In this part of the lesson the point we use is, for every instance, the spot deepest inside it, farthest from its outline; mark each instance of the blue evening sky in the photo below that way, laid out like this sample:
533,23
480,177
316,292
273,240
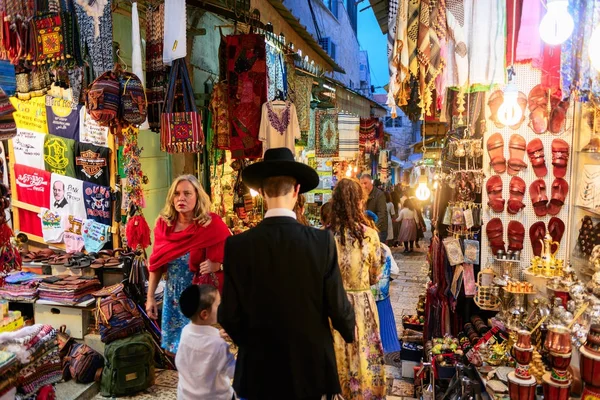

——————————

BRIEF: Copy out all of the lines above word for word, but omit the picture.

SOLUTION TO THIS PROBLEM:
In this part of the lesson the point we use is, for every instance, the spot deepest inside it, farthest from its outline; mark each instance of the blue evening sky in the photo below that way, laid out like this sample:
533,23
480,177
316,292
273,240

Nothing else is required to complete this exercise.